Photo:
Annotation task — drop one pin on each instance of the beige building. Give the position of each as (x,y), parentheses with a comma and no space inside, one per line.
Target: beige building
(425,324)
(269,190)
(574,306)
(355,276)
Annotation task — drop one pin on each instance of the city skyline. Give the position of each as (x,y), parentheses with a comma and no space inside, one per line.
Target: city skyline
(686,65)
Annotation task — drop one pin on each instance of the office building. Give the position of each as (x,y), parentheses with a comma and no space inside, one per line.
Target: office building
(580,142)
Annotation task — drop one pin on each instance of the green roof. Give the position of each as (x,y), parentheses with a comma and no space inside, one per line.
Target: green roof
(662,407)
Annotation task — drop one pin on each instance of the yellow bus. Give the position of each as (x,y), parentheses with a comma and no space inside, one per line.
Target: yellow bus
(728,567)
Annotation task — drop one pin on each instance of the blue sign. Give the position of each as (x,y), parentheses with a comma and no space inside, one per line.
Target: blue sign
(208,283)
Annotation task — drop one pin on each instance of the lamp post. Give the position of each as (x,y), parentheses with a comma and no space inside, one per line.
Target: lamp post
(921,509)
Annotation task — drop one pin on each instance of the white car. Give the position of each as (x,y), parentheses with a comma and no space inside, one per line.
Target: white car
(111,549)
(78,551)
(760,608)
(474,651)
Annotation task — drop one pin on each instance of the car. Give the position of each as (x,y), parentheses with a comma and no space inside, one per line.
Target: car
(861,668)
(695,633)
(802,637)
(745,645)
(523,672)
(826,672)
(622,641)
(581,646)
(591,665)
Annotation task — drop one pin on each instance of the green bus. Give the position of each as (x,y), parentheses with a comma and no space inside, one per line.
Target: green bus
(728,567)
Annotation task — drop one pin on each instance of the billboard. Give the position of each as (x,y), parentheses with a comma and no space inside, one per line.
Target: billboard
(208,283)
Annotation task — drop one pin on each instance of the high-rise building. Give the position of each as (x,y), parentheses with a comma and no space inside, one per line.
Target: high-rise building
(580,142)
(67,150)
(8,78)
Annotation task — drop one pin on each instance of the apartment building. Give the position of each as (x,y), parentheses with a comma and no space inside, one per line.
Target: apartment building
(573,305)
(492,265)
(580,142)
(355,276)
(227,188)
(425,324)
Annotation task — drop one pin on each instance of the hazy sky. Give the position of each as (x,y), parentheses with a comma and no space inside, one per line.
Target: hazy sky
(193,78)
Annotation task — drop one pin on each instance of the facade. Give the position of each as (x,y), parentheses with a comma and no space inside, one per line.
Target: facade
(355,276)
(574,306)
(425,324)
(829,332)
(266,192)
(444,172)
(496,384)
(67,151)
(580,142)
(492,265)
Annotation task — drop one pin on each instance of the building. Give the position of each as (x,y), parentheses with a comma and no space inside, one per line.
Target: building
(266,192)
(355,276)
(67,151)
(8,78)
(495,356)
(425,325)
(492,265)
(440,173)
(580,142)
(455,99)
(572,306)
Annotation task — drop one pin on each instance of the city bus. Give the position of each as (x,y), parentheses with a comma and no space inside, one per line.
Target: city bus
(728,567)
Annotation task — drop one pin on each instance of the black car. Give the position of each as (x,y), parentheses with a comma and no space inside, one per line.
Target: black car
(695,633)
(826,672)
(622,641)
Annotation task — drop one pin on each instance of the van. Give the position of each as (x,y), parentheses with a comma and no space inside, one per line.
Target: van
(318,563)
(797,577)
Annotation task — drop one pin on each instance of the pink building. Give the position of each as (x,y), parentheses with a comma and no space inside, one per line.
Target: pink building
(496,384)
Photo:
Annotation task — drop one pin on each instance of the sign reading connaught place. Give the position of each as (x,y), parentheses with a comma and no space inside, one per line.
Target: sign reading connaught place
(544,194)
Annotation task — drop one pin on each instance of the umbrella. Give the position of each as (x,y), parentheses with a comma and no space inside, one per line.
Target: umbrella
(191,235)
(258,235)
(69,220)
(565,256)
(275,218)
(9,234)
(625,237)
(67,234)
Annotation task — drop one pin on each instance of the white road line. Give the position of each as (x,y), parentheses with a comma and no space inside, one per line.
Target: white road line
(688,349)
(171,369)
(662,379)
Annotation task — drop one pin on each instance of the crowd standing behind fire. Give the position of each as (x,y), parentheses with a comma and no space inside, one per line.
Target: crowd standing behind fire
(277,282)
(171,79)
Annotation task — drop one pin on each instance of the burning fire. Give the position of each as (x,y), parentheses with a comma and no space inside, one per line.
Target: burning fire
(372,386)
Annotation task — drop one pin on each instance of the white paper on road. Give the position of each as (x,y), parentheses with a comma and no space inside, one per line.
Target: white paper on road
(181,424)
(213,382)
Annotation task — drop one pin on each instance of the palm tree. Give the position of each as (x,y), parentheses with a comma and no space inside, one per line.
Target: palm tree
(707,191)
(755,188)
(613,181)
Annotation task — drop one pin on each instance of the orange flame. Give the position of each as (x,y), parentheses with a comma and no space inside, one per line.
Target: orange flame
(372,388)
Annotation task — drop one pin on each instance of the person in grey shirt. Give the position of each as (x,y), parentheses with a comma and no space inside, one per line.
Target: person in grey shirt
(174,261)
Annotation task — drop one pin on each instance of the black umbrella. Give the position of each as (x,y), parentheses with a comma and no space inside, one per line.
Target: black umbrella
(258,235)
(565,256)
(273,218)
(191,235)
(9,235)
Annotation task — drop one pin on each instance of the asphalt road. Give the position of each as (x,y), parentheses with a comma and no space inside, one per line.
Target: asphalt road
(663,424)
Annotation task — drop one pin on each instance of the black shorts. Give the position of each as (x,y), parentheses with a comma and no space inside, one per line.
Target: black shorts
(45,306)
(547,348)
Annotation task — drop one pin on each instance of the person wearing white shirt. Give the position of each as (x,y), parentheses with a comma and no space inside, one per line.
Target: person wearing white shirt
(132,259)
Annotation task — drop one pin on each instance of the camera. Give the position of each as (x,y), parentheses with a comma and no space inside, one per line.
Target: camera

- - -

- [To do]
Change every "drop one pin" in the records above to "place one marker", and reproduce the records otherwise unchanged.

- [Result of the task]
Photo:
Annotation task — place one marker on each instance of the beige building. Give the position of each as (x,y), parentheses with a comma and no space inside, one per line.
Target: beige building
(425,324)
(269,190)
(574,306)
(355,276)
Annotation task — place one marker on each instance of the city skyline. Give the position of each as (x,y), parentheses with a comma and no space inside, one per line.
Target: city skyline
(686,65)
Annotation task — place one marker on each instance of the office building. Give the position of each as (x,y), parentheses with a comma and no space inside, one per line.
Target: office building
(580,142)
Annotation task — place one marker on each instance of the green roof. Give the position of each as (x,y), parentheses with a comma and no space inside, one per line.
Target: green roof
(662,407)
Annotation task — place one marker on each instance of the yellow bus. Give the position of each as (x,y), parentheses with a comma and no space inside, one per line.
Target: yellow bus
(728,567)
Annotation task — place one marker on each instance of the blue sign. Give the position of each as (x,y), parentheses with a comma and no space inside, one per line.
Target: blue sign
(208,283)
Annotation task — place one marker on each instance of the lamp post. Give the position of each as (x,y), parentheses with a comma and no space inside, one per line.
Target: lamp post
(921,509)
Annotation task — place one marker on each instance of the white car. Give the position of each as (x,y), parentheses with a comma and no space inside, one per line.
Target: white car
(111,549)
(78,551)
(760,608)
(474,651)
Annotation task — place one marker on each instance of the car. Give the position of each as (x,y), parentheses with a comma and no space inside, one per line.
Target: car
(861,668)
(695,633)
(802,637)
(745,645)
(523,672)
(826,672)
(622,641)
(581,646)
(591,665)
Annotation task — place one marker on each instance of the green bus. Give the position of each as (x,y), parentheses with a comma and no space inside, one per line.
Target: green bus
(728,567)
Annotation task — place one marker on each instance of the billboard. Give the position of each as (x,y), parentheses with a comma and no space inside, one per line.
Target: billboard
(208,283)
Annotation task — place one marker on each instance of the high-rise building. Give the position of each as (x,y), parentheses with a comma and no space inside, one per line.
Target: high-rise building
(580,142)
(67,150)
(8,78)
Annotation task — place one marker on each instance of the apartment building. Give the position of each as (x,y), parentheses with a comma and no space inside, one per line.
Target: apartment building
(573,305)
(492,265)
(580,142)
(355,276)
(227,188)
(425,324)
Annotation task — place one marker on each instance of the hazy sky. Give the position of each as (x,y), parentheses with a comma and no space inside, one per line.
Target: hazy sky
(193,78)
Annotation task — place one marker on each instance of the facade. Give the position of each as (x,y), parentheses with a comma and no space inside, one per line.
Target: facade
(355,276)
(574,306)
(425,324)
(829,332)
(266,192)
(444,172)
(496,384)
(67,151)
(580,142)
(492,265)
Annotation task — place one marker on each instance of the building. Give the position of each as (x,y), parentheses with a comma and no space inside, one per line.
Target: building
(266,192)
(355,276)
(67,151)
(8,78)
(495,356)
(425,325)
(492,265)
(440,173)
(580,142)
(455,99)
(572,306)
Annotation task — place one marker on each instance of the city bus. Give the position of each as (x,y), parentheses with a comma and no space inside, one per line.
Target: city bus
(728,567)
Annotation task — place one marker on each instance of the black car. Give the position of each as (x,y), parentheses with a comma and no space inside, one per line.
Target: black car
(695,633)
(826,672)
(622,641)
Annotation task — place one marker on each instance of the van. Give the position of each as (x,y), parentheses with a comma and no space inside, one per line.
Target: van
(318,563)
(797,577)
Annotation task — place one marker on each instance of the pink building. Give the position of each as (x,y), parentheses with a comma and no space inside, one per line.
Target: pink building
(496,384)
Photo:
Annotation task — place one marker on each instance of the sign reading connaught place. Give the position of each as (x,y), parentheses with a comma and no space inside, one per line.
Target: sign reading connaught place
(544,194)
Annotation task — place one marker on each instance of the umbrella. Give the position of each as (x,y), parentheses with a comma and no space inside, one per line.
Target: umbrella
(191,235)
(258,235)
(69,220)
(565,256)
(275,218)
(9,234)
(625,237)
(67,234)
Annotation task — place one marker on each instance of the white road line. Give the position of each as (x,y), parentheses with a comma and no space inside, one per line.
Target: white road line
(688,349)
(171,369)
(662,379)
Annotation task — place one marker on each instance of the crowd standing behind fire. Give the position of each as (x,y), parentheses with a comma and no space inside, one per line.
Target: crowd standing behind fire
(277,282)
(171,79)
Annotation task — place one marker on each instance of the burning fire. Give the position of each as (x,y), parentheses with a comma and no space inside, one per line.
Target: burning fire
(372,386)
Annotation task — place one marker on each instance of the white paper on road. Give the position of each as (x,y), parentheses with a comma and no space inside, one per line.
Target: white paper on road
(181,424)
(213,382)
Annotation task — place one marker on each instance of the palm tree. Give the position of each as (x,y), parentheses with a comma and no space inside, one per line.
Target: palm tree
(707,191)
(755,188)
(613,181)
Annotation task — place one marker on each instance of the orange flame. Give the position of each as (x,y), parentheses with a comma and no space inside, one per line.
Target: orange flame
(372,388)
Annotation task — place one marker on each instance of the person in grey shirt. Give the position of each as (x,y), parentheses with a comma and no space inside, one per line.
Target: person in grey shirt
(174,261)
Annotation task — place one marker on each instance of the black umbrella. Give the position of each as (x,y), parentheses with a comma and no space inside, one per line.
Target: black umbrella
(258,235)
(565,256)
(273,218)
(191,235)
(9,235)
Annotation task — place one marker on each instance of the asphalt road. Give the position of each as (x,y), parentheses with a comma and no space inside, one per line.
Target: asphalt road
(663,424)
Annotation task — place one marker on each instance of the black shorts. Give the position of each as (x,y), parentheses with a comma and no space inside, one per line.
Target: black shorts
(45,306)
(547,348)
Annotation task — place one marker on each instance of the person wearing white shirt. Give the position of each as (x,y), parentheses with a comma and no space inside, one per line.
Target: person wearing white shirt
(132,259)
Annotation task — place one marker on each instance of the camera. Give the position of each as (x,y), parentheses with a comma and no space inside, one per line.
Target: camera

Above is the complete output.